Text section:
━━━━━━━━

I am trying to evaluate the Lorentz invariant $\epsilon^{\alpha\beta\gamma\delta}F_{\alpha\beta}F_{\gamma\delta}$, where $F_{\mu\nu}$ is the electromagnetic field tensor, $$ F_{\mu\nu} = \begin{bmatrix}0 & E^1 & E^2 & E^3\\-E^1 & 0 & -B^3 & B^2\\-E^2 & B^3 & 0 & -B^1\\-E^3 & -B^2 & B^1 & 0\end{bmatrix} $$ and $\epsilon^{\alpha\beta\gamma\delta}$ is the Levi-Civita symbol. I am wondering if there is an efficient way of evaluating this contraction. I know that only permutations of ${1,2,3,4}$ are nonzero because of the Levi-Civita symbol (which means that only the non-zero entries of $F_{\mu\nu}$ will appear), but from there I am left with writing out the 24 permutations of those four numbers, giving me 24 (very simple) terms to evaluate. I have no problem with performing this algebra, but is there a shortcut?

I suppose that since $F$ is anti-symmetric, I could cut the number of terms in half.


3 Answers 3


Don't use indices. Use a sophisticated and efficient notation for tensor manipulations: through clifford algebra.

Let $\gamma^0, \gamma^1, \gamma^2, \gamma^3$ be basis vectors. Under the clifford product operation, they obey the following:

$$\gamma^\mu \gamma^\nu = \begin{cases}\eta^{\mu \nu} & \mu = \nu \\ -\gamma^\mu \gamma^\nu & \mu \neq \nu\end{cases}$$

The product operation is also associative.

━━━━━━━━

Aim: In the thread on the electromagnetic invariant, rewrite the paragraph beginning "I am trying to evaluate" as a short list that keeps its main facts. The entries after this point are not needed for any of the work.

Data entries:
━━━━━━━━

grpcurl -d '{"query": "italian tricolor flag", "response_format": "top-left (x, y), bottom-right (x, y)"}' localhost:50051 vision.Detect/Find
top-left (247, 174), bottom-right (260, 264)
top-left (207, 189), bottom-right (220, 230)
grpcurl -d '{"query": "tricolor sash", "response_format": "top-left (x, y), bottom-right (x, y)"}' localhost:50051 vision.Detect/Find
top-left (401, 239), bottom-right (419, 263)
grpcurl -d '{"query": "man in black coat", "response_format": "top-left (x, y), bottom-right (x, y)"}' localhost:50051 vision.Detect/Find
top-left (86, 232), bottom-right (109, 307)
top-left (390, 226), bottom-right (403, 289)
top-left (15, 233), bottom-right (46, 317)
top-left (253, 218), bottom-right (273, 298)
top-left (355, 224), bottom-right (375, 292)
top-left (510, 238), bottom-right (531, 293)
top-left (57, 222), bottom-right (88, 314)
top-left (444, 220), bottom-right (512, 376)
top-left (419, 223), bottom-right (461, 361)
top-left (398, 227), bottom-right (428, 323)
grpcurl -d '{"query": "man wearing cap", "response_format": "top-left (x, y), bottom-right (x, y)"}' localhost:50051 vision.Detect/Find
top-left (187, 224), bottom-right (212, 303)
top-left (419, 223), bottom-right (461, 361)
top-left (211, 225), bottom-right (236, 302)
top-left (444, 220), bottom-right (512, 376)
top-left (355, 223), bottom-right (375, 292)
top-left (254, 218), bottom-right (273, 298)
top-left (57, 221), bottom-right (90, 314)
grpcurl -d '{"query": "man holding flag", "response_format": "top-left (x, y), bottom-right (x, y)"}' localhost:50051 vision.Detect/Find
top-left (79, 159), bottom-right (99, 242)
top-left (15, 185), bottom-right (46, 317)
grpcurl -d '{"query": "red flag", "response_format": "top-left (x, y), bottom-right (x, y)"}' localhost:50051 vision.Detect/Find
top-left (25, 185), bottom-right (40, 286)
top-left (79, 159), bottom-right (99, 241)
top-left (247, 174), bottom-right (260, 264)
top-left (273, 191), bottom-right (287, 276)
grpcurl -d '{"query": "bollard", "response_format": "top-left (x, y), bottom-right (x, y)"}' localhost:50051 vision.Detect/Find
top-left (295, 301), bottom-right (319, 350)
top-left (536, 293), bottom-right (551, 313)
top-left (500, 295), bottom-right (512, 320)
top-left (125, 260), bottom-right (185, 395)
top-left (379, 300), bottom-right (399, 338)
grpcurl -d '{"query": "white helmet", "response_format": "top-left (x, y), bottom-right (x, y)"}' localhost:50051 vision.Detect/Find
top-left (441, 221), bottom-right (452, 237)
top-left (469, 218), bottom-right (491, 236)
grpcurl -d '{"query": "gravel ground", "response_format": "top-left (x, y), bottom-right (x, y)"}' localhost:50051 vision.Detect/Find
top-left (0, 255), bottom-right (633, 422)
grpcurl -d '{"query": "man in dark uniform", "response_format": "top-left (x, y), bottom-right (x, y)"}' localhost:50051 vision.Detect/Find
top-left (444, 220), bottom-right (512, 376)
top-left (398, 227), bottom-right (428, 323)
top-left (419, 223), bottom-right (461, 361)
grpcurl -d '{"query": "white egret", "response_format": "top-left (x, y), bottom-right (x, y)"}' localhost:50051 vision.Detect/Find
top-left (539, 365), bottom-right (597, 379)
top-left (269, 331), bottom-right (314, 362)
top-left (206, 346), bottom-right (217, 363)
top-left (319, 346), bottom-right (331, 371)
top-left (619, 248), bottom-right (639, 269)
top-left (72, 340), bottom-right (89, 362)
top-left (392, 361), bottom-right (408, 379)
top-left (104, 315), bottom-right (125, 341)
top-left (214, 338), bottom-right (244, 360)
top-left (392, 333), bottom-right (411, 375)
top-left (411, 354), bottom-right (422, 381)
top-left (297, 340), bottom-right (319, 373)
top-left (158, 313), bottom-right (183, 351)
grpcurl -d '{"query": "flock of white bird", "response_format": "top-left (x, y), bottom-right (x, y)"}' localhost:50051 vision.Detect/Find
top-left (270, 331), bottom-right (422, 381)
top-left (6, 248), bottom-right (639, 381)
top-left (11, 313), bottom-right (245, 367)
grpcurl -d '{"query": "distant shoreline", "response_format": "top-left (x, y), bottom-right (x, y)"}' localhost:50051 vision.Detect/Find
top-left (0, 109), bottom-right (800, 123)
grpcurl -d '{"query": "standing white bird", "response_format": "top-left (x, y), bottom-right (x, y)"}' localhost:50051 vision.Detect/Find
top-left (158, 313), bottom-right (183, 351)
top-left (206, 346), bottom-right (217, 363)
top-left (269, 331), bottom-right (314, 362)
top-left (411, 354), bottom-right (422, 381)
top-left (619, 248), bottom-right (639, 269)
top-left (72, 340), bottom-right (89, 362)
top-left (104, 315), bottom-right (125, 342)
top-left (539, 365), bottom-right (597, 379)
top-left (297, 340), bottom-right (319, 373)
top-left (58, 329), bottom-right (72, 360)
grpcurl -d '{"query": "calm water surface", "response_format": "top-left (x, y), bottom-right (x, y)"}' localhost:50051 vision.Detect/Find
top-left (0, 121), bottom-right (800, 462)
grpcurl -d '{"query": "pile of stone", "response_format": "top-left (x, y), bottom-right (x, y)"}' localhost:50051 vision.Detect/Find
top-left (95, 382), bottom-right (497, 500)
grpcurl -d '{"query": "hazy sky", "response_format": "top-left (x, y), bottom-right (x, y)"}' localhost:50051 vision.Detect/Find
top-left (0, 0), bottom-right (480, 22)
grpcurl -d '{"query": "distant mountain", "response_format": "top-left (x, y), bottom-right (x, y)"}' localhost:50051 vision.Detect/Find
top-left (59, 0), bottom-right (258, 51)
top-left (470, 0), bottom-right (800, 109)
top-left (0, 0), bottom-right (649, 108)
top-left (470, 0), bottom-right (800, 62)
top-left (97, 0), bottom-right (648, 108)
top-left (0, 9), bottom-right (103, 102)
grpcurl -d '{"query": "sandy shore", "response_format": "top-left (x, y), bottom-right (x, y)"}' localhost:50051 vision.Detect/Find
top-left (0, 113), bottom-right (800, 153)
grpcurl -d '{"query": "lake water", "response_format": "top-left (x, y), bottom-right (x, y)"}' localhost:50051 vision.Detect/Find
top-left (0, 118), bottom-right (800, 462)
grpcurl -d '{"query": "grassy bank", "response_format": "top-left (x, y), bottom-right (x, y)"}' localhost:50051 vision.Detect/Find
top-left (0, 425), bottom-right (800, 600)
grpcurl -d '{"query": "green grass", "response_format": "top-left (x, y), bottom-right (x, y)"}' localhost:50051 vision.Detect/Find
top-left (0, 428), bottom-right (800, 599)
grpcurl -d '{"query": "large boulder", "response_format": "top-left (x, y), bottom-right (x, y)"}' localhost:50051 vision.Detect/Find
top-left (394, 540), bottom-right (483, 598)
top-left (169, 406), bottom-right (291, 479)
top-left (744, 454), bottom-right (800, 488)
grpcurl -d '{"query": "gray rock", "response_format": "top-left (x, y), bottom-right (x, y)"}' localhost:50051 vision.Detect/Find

━━━━━━━━

Complete response:
- Goal: evaluate the Lorentz invariant $\epsilon^{\alpha\beta\gamma\delta}F_{\alpha\beta}F_{\gamma\delta}$.
- $F_{\mu\nu}$ is the electromagnetic field tensor, and $\epsilon^{\alpha\beta\gamma\delta}$ is the Levi-Civita symbol.
- Because of the Levi-Civita symbol, only permutations of ${1,2,3,4}$ are nonzero, so only the nonzero entries of $F_{\mu\nu}$ appear.
- Writing out all 24 permutations gives 24 very simple terms.
- The algebra poses no problem, but the writer asks whether there is an efficient shortcut.